» Data to process:
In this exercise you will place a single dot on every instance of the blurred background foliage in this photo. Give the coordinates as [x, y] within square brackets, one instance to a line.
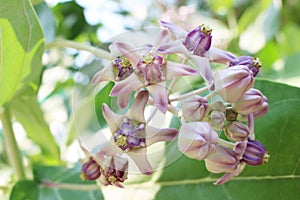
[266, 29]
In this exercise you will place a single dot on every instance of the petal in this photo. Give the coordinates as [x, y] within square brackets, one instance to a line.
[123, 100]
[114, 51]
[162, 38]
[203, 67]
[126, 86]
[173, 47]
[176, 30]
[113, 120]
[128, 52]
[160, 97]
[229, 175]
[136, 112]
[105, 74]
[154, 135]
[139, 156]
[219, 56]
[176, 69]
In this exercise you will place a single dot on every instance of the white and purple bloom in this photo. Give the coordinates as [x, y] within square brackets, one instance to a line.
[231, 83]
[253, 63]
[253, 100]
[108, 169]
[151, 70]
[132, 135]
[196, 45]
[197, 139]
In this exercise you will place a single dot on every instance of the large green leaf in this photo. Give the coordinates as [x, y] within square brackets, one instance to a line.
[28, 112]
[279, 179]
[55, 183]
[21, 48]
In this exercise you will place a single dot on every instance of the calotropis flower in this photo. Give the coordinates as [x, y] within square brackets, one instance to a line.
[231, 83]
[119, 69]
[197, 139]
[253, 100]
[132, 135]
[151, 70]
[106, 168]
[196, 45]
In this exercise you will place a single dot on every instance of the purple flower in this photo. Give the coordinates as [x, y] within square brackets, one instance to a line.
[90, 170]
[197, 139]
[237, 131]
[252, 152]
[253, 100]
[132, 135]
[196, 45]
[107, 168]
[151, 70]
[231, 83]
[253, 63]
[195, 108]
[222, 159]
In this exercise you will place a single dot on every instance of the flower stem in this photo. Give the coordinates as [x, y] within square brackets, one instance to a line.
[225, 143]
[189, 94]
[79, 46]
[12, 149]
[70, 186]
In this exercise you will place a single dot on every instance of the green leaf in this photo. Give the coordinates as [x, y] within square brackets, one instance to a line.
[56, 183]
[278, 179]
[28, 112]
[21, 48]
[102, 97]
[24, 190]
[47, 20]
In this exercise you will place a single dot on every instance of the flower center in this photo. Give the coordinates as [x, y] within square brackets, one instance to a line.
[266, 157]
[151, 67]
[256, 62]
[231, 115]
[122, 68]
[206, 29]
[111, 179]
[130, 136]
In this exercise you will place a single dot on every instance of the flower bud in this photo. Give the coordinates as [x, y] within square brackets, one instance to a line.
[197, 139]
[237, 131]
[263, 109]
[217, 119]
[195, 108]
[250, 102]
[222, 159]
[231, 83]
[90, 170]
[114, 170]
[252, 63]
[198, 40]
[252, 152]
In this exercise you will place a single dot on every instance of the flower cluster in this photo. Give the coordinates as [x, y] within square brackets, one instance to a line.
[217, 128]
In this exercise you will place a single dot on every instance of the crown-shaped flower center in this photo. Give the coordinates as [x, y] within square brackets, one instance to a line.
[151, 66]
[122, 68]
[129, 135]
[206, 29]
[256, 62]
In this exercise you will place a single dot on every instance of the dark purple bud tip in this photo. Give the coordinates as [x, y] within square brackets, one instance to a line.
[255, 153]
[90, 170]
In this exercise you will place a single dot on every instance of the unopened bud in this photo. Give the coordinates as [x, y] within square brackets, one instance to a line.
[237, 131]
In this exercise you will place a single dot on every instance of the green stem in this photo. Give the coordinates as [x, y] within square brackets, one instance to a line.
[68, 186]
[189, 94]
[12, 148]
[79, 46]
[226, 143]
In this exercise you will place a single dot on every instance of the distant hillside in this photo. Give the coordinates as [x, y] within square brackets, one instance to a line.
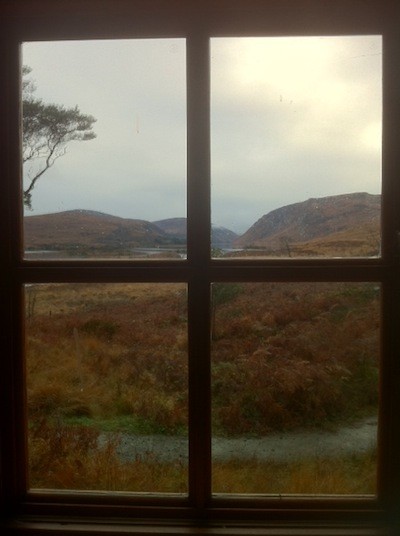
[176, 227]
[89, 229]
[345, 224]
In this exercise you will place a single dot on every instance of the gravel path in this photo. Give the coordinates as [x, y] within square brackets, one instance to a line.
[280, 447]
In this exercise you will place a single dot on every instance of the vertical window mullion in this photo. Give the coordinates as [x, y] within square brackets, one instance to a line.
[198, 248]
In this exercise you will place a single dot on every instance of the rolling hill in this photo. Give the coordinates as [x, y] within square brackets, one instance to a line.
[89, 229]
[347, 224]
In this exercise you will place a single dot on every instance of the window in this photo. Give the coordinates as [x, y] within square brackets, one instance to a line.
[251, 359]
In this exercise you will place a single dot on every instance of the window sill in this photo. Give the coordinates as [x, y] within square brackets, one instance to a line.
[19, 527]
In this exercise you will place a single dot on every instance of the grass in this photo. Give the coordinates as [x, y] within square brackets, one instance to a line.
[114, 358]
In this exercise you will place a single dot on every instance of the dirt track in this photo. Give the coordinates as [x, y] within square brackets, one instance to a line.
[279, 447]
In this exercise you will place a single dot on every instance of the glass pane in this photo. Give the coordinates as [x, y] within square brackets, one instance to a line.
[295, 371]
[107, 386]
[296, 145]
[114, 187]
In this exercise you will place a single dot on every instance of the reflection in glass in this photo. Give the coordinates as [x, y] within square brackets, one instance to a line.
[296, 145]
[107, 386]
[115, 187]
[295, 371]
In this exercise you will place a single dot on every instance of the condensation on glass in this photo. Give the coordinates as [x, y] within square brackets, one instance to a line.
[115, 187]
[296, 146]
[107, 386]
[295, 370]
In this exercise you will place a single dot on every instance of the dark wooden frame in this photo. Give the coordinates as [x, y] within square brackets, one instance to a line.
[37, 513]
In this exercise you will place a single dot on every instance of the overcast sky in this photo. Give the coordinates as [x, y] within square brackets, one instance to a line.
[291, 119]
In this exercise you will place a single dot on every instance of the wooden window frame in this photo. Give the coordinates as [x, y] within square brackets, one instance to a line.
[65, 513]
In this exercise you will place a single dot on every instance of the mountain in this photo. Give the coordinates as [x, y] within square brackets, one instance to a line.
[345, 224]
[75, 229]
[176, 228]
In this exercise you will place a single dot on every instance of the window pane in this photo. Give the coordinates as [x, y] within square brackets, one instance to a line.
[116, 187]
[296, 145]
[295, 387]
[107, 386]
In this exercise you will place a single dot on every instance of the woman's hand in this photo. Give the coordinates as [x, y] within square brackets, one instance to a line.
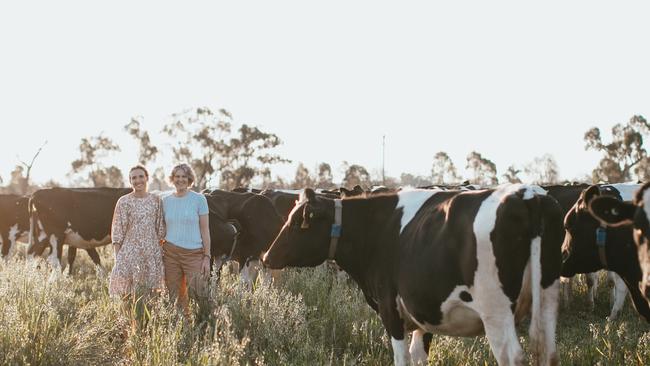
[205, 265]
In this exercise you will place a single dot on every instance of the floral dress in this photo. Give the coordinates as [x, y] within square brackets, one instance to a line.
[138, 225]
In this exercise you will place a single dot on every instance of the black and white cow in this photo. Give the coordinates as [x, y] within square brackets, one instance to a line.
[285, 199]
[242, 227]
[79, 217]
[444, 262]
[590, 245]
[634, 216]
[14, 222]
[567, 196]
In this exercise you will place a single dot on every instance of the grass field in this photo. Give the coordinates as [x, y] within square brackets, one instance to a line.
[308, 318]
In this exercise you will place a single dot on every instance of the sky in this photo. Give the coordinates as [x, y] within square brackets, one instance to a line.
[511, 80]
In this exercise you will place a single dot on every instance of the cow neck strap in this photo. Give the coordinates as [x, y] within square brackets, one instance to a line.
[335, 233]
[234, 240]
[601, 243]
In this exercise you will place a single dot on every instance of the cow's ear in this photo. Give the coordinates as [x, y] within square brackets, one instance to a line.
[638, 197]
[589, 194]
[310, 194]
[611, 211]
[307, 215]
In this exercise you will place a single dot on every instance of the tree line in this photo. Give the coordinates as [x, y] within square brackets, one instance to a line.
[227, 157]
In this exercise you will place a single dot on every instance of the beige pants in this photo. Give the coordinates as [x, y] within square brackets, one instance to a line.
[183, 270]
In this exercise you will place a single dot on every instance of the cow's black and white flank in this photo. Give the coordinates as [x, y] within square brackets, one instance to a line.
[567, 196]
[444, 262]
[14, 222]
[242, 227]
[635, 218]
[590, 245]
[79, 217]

» Task goal:
Would you please restate the records word for word, excluding any images?

» Response area:
In this exercise you will place a single dot on every instance of the blurred background foliage in this photo. Give the coordinates as [x, y] within square brackets, one instance to a line.
[266, 29]
In this exercise you will place a single dot on every instance of the petal in this photo. Give the coordinates as [x, y] within square brackets, one instance to a line.
[123, 100]
[114, 51]
[162, 38]
[203, 67]
[126, 86]
[173, 47]
[176, 30]
[113, 120]
[128, 52]
[160, 97]
[229, 175]
[136, 112]
[105, 74]
[154, 135]
[139, 156]
[219, 56]
[176, 69]
In this exercise you will place a single dot on every instance of the white and purple bloom in this photo. Give the coordinates as [x, y] within square brackets, one instance to a line.
[231, 83]
[253, 63]
[253, 100]
[108, 169]
[151, 70]
[132, 135]
[196, 45]
[197, 139]
In this exercise you will place a single dot on every instance of the large green leaf in this photo. Give the coordinates as [x, y] within square brackets, one instance to a line.
[28, 112]
[279, 179]
[55, 183]
[21, 48]
In this exercise you will place a single dot on every instance of the calotropis flower in this photo. Give the coordinates as [x, y] within square brackets, one instance to a line.
[231, 83]
[119, 69]
[197, 139]
[253, 100]
[132, 135]
[151, 70]
[106, 168]
[196, 45]
In this exercise you will place a single dot on every instance of the purple flower in this photo. Give the coordinates as [x, y] within square brackets, one instance to a line.
[90, 170]
[197, 139]
[237, 131]
[252, 152]
[253, 100]
[132, 135]
[196, 45]
[107, 168]
[151, 70]
[231, 83]
[253, 63]
[195, 108]
[222, 159]
In this exercise you will place a single dot on every instance of the flower stem in this photo. Give the coordinates as [x, y] within square brackets, one instance to a line.
[225, 143]
[189, 94]
[79, 46]
[12, 149]
[70, 186]
In this exercise you will place a single dot on every instance of the green leaf in this photo. Give the coordinates as [x, y] within square brackets, one instance to a line.
[56, 183]
[278, 179]
[28, 112]
[21, 48]
[102, 97]
[24, 190]
[47, 20]
In this exercise you will place a single dot on every instance of the flower center in this photo. Give the coordinates as [x, y] within square brackets, one instance to a line.
[266, 157]
[151, 67]
[256, 62]
[231, 115]
[122, 68]
[206, 29]
[111, 179]
[130, 136]
In this exercise you will place a single dot on every instance of the flower bud in this photo. Give the coordinates as [x, y] within square brackets, one instance to a line.
[197, 139]
[237, 131]
[263, 109]
[217, 119]
[195, 108]
[250, 102]
[222, 159]
[231, 83]
[90, 170]
[114, 170]
[252, 63]
[198, 40]
[252, 152]
In this exercise you will place a single dot on every instance of the flower cluster in this photo. Give the coordinates as [x, y] within square brackets, one instance to a line.
[217, 128]
In this exercise you will place a single dot on every instance of the crown-shaped flower center in this photo. Give the coordinates as [x, y] within square brackets, one instance to a line.
[151, 66]
[122, 68]
[129, 135]
[206, 29]
[256, 62]
In this exercise you will place a single dot on every instance of the dark purple bud tip in this photo. Give the coordinates as [x, y] within square brackets, one instance to a line.
[255, 153]
[90, 170]
In this exercise you will place a single dot on every instance of the unopened bud in this photo. Give the coordinates as [x, y] within square brackets, one instance to a line.
[237, 131]
In this exercise you will place a single dot on every instance of the green stem in this photo. Give the coordinates as [x, y] within square brackets, one instance to a line.
[68, 186]
[189, 94]
[12, 148]
[79, 46]
[226, 143]
In this exercise you will place a single dot on every instance of the distant hillside in this photo. Give the coordinates as [x, y] within square brackets, one instance to a line.
[176, 227]
[89, 229]
[345, 224]
In this exercise you will place a single dot on every instance of the gravel path in this photo. Give the coordinates as [x, y] within square brackets, one instance to a line.
[280, 447]
In this exercise you will place a single dot on every instance of the vertical window mullion in this photo. Give the coordinates as [x, y] within square brackets, one instance to a line.
[198, 248]
In this exercise you will place a single dot on every instance of the rolling hill in this photo. Give the coordinates as [x, y] within square brackets, one instance to a line.
[89, 229]
[347, 224]
In this exercise you will place a single dot on every instance of the window in this photo. Give the coordinates as [x, y] within square brackets, one instance to a line.
[251, 359]
In this exercise you will place a single dot on every instance of the window sill in this photo. Give the coordinates as [x, y] within square brackets, one instance to a line.
[19, 527]
In this exercise you will place a single dot on every instance of the grass in this photo. Give the coordinates as [x, y] within square brackets, one instance to a line.
[114, 358]
In this exercise you will place a single dot on every instance of the dirt track in this photo. Give the coordinates as [x, y] within square brackets, one instance to a line.
[279, 447]
In this exercise you will place a single dot on every instance of the glass pane in this photo. Give the coordinates as [x, y] within square brackets, one instance to a line.
[295, 371]
[107, 386]
[296, 145]
[114, 187]
In this exercise you will place a single dot on every instance of the reflection in glass in this photo. Give the coordinates as [x, y] within square brackets, one instance to a line.
[296, 145]
[107, 386]
[115, 187]
[295, 371]
In this exercise you will place a single dot on every instance of the condensation on glass in this photo. Give the coordinates as [x, y] within square brackets, one instance to a line.
[115, 187]
[296, 146]
[107, 386]
[295, 370]
In this exercise you will place a single dot on every instance of the dark wooden frame in this photo. Give the coordinates as [x, y] within square brackets, one instance to a line.
[37, 513]
In this exercise you will place a single dot on every instance of the overcast sky in this photo. Give the coordinates as [x, y] within square brackets, one instance to a line.
[291, 119]
In this exercise you will place a single dot on every instance of the wooden window frame in this photo. Give the coordinates as [x, y] within square brackets, one instance to a line.
[65, 513]
In this exercise you will place a single dot on every instance of the mountain in this photo. Give the coordinates as [x, y] within square brackets, one instance to a line.
[345, 224]
[75, 229]
[176, 228]
In this exercise you will place a single dot on every instance of the window pane in this photo. Give the coordinates as [x, y] within square brackets, one instance to a line.
[116, 187]
[296, 145]
[295, 387]
[107, 386]
In this exercise you will place a single dot on every instance of the woman's hand in this photo. Give the coordinates as [x, y] within square brackets, one instance to a line.
[205, 265]
In this exercise you will place a single dot on every instance of the floral dress in this photo. Give the coordinates as [x, y] within square brackets, one instance to a line.
[138, 225]
In this exercise you will place a single dot on every instance of the black and white cow in this photo. Give the coordinates as [x, y] within square brackets, one instance to a line.
[285, 199]
[242, 227]
[79, 217]
[444, 262]
[590, 245]
[634, 216]
[14, 222]
[567, 196]
In this exercise you will place a single dot on every instance of the grass field in this photo. Give the coordinates as [x, y] within square brackets, one instance to a line.
[308, 318]
In this exercise you will place a single dot on every instance of the sky in this photo. Give the coordinates as [x, y] within square brackets, one instance to a line.
[511, 80]
In this exercise you will place a single dot on every instance of the cow neck strap in this photo. Give the coordinates as [x, y] within square brackets, one instance to a line.
[335, 233]
[234, 240]
[601, 243]
In this exercise you will place a single dot on every instance of the cow's ear in this photo. Give the coordinates as [x, y] within square brackets, one instance to a line.
[638, 197]
[589, 194]
[310, 194]
[611, 211]
[307, 215]
In this exercise you will place a single dot on every instance of the tree line in this photo. Give the coordinates as [x, y] within square brackets, one instance to a line.
[227, 157]
In this exercise you will place a single dot on every instance of the beige pants in this photo. Give the coordinates as [x, y] within square brackets, one instance to a line.
[183, 270]
In this exercise you will place a single dot on every instance of the cow's black and white flank in this photo. Give the coordinates as [x, y] within square brackets, one instance to a line.
[567, 196]
[444, 262]
[14, 222]
[242, 227]
[635, 218]
[590, 245]
[79, 217]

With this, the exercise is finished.